===== Données à traiter

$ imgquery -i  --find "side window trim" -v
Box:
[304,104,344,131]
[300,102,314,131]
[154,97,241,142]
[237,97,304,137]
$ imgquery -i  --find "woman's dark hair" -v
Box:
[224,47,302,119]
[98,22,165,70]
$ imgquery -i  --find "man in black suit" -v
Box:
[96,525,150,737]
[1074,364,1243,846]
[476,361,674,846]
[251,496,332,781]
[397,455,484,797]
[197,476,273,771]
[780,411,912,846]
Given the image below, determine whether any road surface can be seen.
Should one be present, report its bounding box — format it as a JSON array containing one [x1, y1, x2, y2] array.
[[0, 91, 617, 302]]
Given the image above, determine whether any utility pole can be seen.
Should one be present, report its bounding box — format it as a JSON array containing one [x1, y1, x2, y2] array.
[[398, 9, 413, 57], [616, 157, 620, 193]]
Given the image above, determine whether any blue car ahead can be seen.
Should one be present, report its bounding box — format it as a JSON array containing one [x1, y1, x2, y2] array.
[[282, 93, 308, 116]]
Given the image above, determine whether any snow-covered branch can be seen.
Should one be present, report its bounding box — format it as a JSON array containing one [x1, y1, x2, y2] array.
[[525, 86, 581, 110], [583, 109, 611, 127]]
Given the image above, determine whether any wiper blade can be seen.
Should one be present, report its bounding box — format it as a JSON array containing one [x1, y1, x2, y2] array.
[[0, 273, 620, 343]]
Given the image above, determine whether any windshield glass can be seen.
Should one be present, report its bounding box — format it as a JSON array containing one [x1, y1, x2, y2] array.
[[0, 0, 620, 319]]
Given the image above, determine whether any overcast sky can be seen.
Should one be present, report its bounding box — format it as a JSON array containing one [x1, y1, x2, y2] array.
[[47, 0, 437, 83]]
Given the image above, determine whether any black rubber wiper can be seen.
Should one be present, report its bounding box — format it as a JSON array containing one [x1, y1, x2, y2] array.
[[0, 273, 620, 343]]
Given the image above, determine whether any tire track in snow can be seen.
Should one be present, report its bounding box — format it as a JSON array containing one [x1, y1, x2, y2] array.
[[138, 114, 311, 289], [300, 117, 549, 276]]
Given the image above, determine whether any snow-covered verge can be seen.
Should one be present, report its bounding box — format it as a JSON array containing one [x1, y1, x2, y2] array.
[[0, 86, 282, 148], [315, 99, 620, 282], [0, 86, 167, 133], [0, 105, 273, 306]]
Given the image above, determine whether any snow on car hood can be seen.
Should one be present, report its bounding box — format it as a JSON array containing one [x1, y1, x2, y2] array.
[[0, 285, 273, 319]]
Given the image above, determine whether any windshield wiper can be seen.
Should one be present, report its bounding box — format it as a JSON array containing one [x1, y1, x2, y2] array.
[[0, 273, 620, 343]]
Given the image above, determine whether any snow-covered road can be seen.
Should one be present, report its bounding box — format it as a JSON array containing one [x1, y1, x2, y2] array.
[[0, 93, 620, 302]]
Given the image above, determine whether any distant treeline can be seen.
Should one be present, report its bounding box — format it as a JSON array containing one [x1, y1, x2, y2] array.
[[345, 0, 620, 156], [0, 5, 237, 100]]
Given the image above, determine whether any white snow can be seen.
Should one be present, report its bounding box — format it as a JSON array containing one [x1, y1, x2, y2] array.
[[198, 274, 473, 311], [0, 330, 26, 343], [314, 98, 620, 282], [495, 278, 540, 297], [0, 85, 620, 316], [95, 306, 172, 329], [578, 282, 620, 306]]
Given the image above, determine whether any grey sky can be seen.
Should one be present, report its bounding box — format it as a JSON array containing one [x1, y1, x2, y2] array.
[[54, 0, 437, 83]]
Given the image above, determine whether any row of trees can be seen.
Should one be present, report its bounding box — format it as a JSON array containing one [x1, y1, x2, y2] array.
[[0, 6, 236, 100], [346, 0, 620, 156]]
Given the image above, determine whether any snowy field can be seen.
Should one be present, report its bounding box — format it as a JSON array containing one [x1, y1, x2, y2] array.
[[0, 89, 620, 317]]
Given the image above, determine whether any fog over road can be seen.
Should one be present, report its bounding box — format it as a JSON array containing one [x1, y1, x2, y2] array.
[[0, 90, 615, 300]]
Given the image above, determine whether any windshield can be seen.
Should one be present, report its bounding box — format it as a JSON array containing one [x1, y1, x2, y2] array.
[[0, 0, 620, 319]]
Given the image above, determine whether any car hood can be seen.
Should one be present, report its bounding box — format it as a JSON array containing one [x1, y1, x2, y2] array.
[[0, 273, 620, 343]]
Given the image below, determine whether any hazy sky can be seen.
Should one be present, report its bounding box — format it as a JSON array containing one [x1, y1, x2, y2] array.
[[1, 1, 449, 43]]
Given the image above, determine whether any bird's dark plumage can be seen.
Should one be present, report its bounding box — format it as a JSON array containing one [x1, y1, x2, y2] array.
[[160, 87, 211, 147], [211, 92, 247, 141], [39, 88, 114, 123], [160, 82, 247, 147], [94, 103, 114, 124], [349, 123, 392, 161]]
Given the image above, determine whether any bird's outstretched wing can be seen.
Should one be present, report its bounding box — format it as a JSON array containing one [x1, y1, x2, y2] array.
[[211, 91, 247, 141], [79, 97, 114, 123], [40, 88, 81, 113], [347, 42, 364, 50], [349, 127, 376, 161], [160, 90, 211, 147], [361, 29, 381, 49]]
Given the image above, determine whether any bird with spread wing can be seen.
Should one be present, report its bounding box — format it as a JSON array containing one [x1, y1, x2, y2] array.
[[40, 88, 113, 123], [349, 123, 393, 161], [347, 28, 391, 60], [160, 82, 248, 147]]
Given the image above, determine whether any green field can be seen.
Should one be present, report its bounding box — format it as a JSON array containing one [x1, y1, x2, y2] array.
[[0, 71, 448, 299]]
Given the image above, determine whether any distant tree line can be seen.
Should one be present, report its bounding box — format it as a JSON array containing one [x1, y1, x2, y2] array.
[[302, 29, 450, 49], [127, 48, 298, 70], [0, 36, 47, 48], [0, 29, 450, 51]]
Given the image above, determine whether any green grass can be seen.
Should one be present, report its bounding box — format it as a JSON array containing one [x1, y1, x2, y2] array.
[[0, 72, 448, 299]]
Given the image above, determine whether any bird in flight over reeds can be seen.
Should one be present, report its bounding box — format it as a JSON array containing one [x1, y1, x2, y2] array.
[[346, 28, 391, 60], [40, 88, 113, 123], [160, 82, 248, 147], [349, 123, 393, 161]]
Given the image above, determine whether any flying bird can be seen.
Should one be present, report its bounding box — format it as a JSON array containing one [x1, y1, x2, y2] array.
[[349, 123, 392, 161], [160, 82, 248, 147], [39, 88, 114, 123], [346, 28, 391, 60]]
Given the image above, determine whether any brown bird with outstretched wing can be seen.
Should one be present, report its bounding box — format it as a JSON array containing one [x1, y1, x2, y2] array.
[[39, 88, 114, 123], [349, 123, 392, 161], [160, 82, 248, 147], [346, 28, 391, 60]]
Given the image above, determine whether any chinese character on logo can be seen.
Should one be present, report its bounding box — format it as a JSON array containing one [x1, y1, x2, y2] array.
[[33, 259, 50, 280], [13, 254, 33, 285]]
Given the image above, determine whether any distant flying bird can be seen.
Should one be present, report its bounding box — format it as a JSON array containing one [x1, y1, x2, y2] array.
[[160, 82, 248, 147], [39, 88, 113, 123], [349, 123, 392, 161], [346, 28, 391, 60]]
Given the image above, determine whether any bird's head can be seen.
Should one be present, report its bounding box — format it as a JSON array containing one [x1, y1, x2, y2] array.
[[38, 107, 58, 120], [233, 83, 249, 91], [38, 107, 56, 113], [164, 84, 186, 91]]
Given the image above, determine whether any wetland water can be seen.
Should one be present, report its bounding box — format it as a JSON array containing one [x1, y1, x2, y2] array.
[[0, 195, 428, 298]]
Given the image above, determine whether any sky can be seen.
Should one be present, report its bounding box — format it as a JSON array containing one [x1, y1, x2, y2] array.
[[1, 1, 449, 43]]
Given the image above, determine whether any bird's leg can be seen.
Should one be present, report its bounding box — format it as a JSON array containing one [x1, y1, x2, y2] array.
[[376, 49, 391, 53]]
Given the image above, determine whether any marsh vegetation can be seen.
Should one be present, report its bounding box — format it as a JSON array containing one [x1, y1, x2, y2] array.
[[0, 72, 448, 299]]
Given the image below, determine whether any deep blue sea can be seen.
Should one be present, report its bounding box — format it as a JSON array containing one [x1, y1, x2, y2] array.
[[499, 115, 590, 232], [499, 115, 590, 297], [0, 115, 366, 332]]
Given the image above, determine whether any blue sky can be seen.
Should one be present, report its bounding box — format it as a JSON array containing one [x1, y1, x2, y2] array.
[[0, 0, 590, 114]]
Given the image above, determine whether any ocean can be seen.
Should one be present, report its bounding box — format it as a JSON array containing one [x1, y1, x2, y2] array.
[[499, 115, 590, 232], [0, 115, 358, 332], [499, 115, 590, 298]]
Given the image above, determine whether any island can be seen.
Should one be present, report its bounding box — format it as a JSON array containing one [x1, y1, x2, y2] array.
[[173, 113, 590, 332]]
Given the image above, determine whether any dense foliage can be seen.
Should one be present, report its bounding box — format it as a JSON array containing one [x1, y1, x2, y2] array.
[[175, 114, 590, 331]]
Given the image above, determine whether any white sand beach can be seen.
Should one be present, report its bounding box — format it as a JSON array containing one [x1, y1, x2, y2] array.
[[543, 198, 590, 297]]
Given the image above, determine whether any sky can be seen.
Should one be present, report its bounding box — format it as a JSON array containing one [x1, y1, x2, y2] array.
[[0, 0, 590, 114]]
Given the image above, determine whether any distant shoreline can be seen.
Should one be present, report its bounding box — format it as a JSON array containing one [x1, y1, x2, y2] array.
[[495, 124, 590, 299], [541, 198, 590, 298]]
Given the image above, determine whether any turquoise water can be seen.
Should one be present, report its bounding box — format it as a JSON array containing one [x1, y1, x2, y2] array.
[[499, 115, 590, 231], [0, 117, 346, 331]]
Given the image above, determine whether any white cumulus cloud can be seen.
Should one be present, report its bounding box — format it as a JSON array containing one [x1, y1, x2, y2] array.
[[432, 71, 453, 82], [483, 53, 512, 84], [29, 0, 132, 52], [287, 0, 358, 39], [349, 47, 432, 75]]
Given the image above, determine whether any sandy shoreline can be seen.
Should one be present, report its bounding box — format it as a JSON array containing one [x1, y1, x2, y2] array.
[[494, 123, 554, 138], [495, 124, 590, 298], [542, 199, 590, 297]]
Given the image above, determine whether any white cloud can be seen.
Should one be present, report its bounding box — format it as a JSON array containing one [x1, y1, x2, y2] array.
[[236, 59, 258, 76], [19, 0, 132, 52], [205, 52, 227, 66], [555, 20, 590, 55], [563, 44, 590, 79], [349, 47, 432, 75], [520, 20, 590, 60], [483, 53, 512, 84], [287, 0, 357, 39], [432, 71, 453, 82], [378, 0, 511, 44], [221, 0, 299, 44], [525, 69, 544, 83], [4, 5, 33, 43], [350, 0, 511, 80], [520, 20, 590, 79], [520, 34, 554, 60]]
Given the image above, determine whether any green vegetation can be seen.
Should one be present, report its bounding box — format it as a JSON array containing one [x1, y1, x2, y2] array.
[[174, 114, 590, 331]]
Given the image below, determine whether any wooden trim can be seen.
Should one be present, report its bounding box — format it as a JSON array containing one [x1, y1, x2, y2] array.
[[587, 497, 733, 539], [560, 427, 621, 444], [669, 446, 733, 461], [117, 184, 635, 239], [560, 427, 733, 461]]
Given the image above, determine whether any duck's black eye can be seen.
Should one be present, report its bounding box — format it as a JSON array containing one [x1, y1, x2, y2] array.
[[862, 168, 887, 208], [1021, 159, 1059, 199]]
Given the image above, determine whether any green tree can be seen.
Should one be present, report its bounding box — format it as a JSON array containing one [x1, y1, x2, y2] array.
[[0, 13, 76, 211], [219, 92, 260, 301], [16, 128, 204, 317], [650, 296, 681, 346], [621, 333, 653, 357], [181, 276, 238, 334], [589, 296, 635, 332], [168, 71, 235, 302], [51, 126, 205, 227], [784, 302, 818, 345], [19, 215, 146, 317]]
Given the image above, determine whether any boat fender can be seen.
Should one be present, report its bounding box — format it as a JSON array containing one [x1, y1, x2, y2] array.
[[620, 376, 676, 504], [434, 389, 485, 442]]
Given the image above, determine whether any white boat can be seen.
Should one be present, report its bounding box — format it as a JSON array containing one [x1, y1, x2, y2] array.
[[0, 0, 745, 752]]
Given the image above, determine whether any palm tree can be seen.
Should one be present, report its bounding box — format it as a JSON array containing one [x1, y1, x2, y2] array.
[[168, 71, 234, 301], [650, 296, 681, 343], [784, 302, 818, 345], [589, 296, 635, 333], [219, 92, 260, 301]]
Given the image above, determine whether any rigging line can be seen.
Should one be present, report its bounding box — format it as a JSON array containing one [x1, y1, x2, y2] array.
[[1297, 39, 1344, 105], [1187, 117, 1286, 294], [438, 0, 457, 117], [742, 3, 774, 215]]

==========

Énoncé
Filtrez les entrées ci-dessus en recopiant chaque ligne qui contient le mot « outstretched ».

Exercice corrigé
Given the image above, determine whether any bird's outstretched wing can be seen.
Given the image above, determine whether any brown bird with outstretched wing can be seen.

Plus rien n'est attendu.